(Beginning of RECORDS FOR THIS TASK)

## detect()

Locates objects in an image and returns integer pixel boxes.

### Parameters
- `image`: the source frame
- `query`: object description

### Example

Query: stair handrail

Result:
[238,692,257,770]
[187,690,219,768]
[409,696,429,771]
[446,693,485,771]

(End of RECORDS FOR THIS TASK)

The answer is every entry, copied word for word.

## detect()

Locates objects in an image and returns integer pixel boxes.

### Parameters
- `image`: the source frame
- `query`: object description

### Example

Query: stair handrail

Result:
[238,692,257,770]
[187,690,219,768]
[409,696,429,771]
[446,693,485,771]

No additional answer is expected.